EXTRAIT SOURCE =
━━━━━━━━━━━━━━━━

Du temps de la colonie, on pillait les ressources. Aujourd’hui, qu’en est-il ?

L’histoire de la Gécamines devient sous la caméra de Thierry Michel un petit cours d’histoire économique. Fleuron industriel du Congo Belge, nationalisée à l’indépendance, cette entreprise d’Etat est dirigée –au début du documentaire- par le canadien Paul Fortin. Nommé par le Président de la République Démocratique du Congo, c’est un patron pour le maintien de qui les salariés n’ont pas hésité à faire grève.  Ce patron illustre bien l’ancienne façon de diriger "à la papa". Mes ouailles, ayez confiance. « La politique, cela ne donne pas à manger » nous dit-il. Mais ça pourrait si on arrêtait de tirer sur les creuseurs qui manifestent pour défendre leurs droits. Oui, on tire pour assurer la sécurité des investissements…

Thierry Michel  trouve dans la région du Katanga le cœur brut et géologique des stratégies économiques mondiales. Cette région dotée de fabuleuses ressources énergétiques est convoitée par tous les pays avides de minerais pour accroître leur développement industriel. Et cela profite-t-il à la région et au pays lui-même ? Les Congolais gagnent-ils aussi ?

Pour y répondre, Thierry Michel pointe sa caméra vers le Gouverneur de la riche région et nous laisse faire notre propre idée.


KATANGA business de Thierry Michel

Moïse apparaît ainsi en Terre d’Afrique. Oui, un nom qui décide de son destin, dixit l’intéressé. Moïse Katumbi est dans le documentaire de Thierry Michel un véritable personnage. Ancien homme d’affaires ayant fait fortune et aussi président du fameux club de football TP Mazeme au Lubumbashi, il est élu gouverneur du Katanga en 2007. L’ancien homme d’affaires s’est mué en intercesseur de l’intérêt général.

Moïse gouverneur des hommes devient aussi le défenseur des creuseurs.

Moïse solution ! Scandent les creuseurs. Mais peut-il empêcher les multinationales de déloger les creuseurs ? C’est à ce titre que le personnage de Moïse Katumbi  attire la caméra et notre attention dans ce documentaire. Il est l’incarnation des contradictions à résoudre. Dans quelle mesure l’ancien homme d’affaires peut-il protéger l’intérêt général ? Comment peut-il à la fois encourager les investissements étrangers dans sa région et défendre les intérêts de ses administrés ?

On le sent sincère. Et puis, c’est sans compter sur l’aide contre-productive de certaines autorités qui s’accoquinent avec des investisseurs peu scrupuleux.

Les investisseurs indiens et chinois montent en puissance sur le continent. (Non, il n’y a pas de lien entre le manque de scrupule de la phrase précédente et ce qui suit)

« Nous attachons beaucoup d’importance à l’amitié. Nouer des liens amicaux avec l’ensemble des pays du monde est l’idée fondamentale de la politique étrangère de la Chine » nous dit l’ambassadeur chinois, Wu Zexian. Bon, il faut savoir aussi choisir ses amis…

Mais c’est vrai aussi que la Chine et la plupart des pays africains appartiennent encore au mouvement des non-alignés, feu mouvement qui se constitua comme une troisième voie pendant la guerre froide et surtout en lutte contre la colonisation.

━━━━━━━━━━━━━━━━

PROBLÈMES À RÉSOUDRE =
[1] D'après l'extrait source, en quelle année Moïse Katumbi a-t-il été élu gouverneur du Katanga ?
[2] Reproduisez fidèlement le passage de l'extrait source qui va de « Mais c’est vrai » jusqu'à « contre la colonisation. ».
[3] Relevez toutes les personnes désignées par leur nom propre dans l'extrait source.

━━━━━━━━━━━━━━━━

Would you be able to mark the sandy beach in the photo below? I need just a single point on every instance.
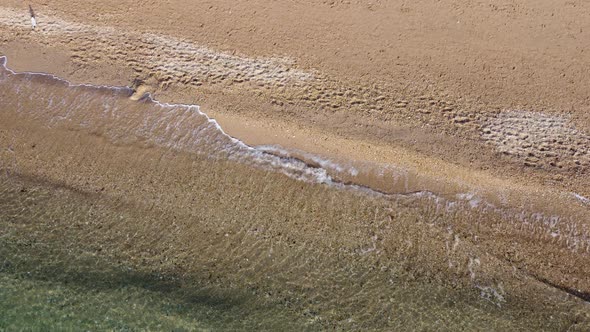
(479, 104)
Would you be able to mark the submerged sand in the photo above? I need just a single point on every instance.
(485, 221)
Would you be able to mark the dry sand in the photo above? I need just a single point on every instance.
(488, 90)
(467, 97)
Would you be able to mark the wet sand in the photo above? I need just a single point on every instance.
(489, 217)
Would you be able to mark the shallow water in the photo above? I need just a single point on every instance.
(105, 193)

━━━━━━━━━━━━━━━━

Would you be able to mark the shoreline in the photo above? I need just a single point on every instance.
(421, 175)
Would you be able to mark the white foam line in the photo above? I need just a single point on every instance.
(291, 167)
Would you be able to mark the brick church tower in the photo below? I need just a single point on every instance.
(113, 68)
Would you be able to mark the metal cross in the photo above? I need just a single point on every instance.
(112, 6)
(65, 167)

━━━━━━━━━━━━━━━━

CORRIGÉ DES EXERCICES =
[1] En 2007.

[2]
Mais c’est vrai aussi que la Chine et la plupart des pays africains appartiennent encore au mouvement des non-alignés, feu mouvement qui se constitua comme une troisième voie pendant la guerre froide et surtout en lutte contre la colonisation.

[3]
- Thierry Michel
- Paul Fortin
- Moïse Katumbi
- Wu Zexian